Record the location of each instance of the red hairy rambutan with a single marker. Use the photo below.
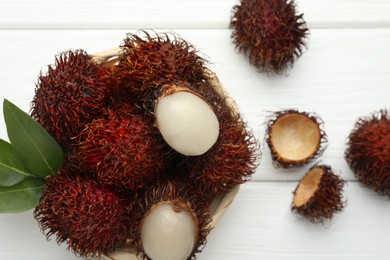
(318, 195)
(71, 94)
(92, 219)
(368, 151)
(269, 33)
(151, 61)
(123, 148)
(295, 138)
(235, 155)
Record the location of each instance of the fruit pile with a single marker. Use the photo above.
(149, 142)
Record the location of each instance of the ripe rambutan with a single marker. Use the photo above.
(295, 138)
(174, 222)
(91, 218)
(151, 61)
(368, 151)
(318, 195)
(123, 148)
(235, 155)
(270, 33)
(71, 94)
(230, 162)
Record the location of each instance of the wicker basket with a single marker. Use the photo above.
(220, 204)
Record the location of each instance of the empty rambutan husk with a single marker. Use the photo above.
(158, 69)
(368, 151)
(220, 202)
(294, 138)
(269, 32)
(90, 218)
(319, 194)
(73, 91)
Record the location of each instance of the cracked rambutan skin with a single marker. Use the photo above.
(295, 138)
(89, 217)
(319, 195)
(124, 149)
(72, 92)
(181, 197)
(151, 61)
(368, 151)
(270, 33)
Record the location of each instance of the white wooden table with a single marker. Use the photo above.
(344, 74)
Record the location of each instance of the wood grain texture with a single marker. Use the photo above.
(43, 14)
(344, 73)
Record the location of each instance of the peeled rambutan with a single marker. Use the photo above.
(124, 149)
(174, 221)
(91, 218)
(368, 151)
(295, 138)
(270, 33)
(318, 195)
(71, 94)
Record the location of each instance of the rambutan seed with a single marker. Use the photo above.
(91, 218)
(318, 195)
(294, 138)
(368, 151)
(186, 121)
(71, 94)
(175, 221)
(269, 32)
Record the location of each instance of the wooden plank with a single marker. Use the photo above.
(44, 14)
(337, 77)
(258, 225)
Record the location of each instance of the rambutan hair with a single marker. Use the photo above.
(178, 194)
(368, 151)
(269, 33)
(150, 61)
(70, 94)
(232, 160)
(124, 149)
(89, 217)
(327, 198)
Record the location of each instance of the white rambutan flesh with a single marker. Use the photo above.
(169, 232)
(187, 123)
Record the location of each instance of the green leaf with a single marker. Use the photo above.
(22, 196)
(40, 153)
(11, 169)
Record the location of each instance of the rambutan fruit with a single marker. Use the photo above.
(368, 151)
(71, 94)
(230, 162)
(158, 70)
(90, 218)
(269, 32)
(123, 148)
(151, 61)
(174, 222)
(318, 195)
(295, 138)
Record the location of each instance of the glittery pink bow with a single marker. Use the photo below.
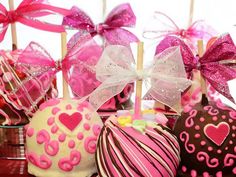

☆ ☆ ☆ ☆ ☆

Written request:
Rewrite the material from the line containing "Record the location of each instance of the white wooden" through the end, inclusive, raising every number in the point coordinates by 70 while leaving the request wording as it is. Omit the pictures.

Answer to the exercise:
Record the location of each instance of the white wooden table with a single marker. Use the photo above.
(414, 144)
Record the location of each instance of the wood grain texture with a single marker. Use the photo above.
(113, 84)
(414, 143)
Record the location of each instance of the peeled rambutan with a single marker. Use the photo above.
(194, 219)
(244, 291)
(161, 288)
(438, 221)
(365, 208)
(340, 103)
(388, 265)
(141, 164)
Record the location of each instance of the rambutan seed with a single marker. Use the photo above.
(161, 288)
(388, 265)
(364, 208)
(438, 221)
(256, 191)
(141, 164)
(245, 291)
(339, 102)
Record the location of each instance of the wooden plank with a single marker. Use the photo above.
(114, 84)
(407, 147)
(328, 295)
Record the location of each instance of the rambutan hair with a single marker. Use the photo above.
(248, 264)
(438, 221)
(339, 103)
(220, 131)
(140, 164)
(302, 230)
(194, 219)
(159, 287)
(397, 268)
Record the location of each instance of the white rambutan flesh with a single marker. Use the photo above.
(239, 302)
(257, 193)
Record the location of each instance of the green leaf with a single marker. Use the photo above.
(92, 266)
(110, 223)
(81, 239)
Record the location of each instance of the rambutan fruit with a single marker. Use the photo above.
(438, 221)
(141, 164)
(300, 232)
(228, 140)
(160, 288)
(339, 102)
(193, 218)
(221, 131)
(244, 292)
(388, 265)
(365, 208)
Record the location of each instance of the glittery pink bow with a single marker. Use the photo below.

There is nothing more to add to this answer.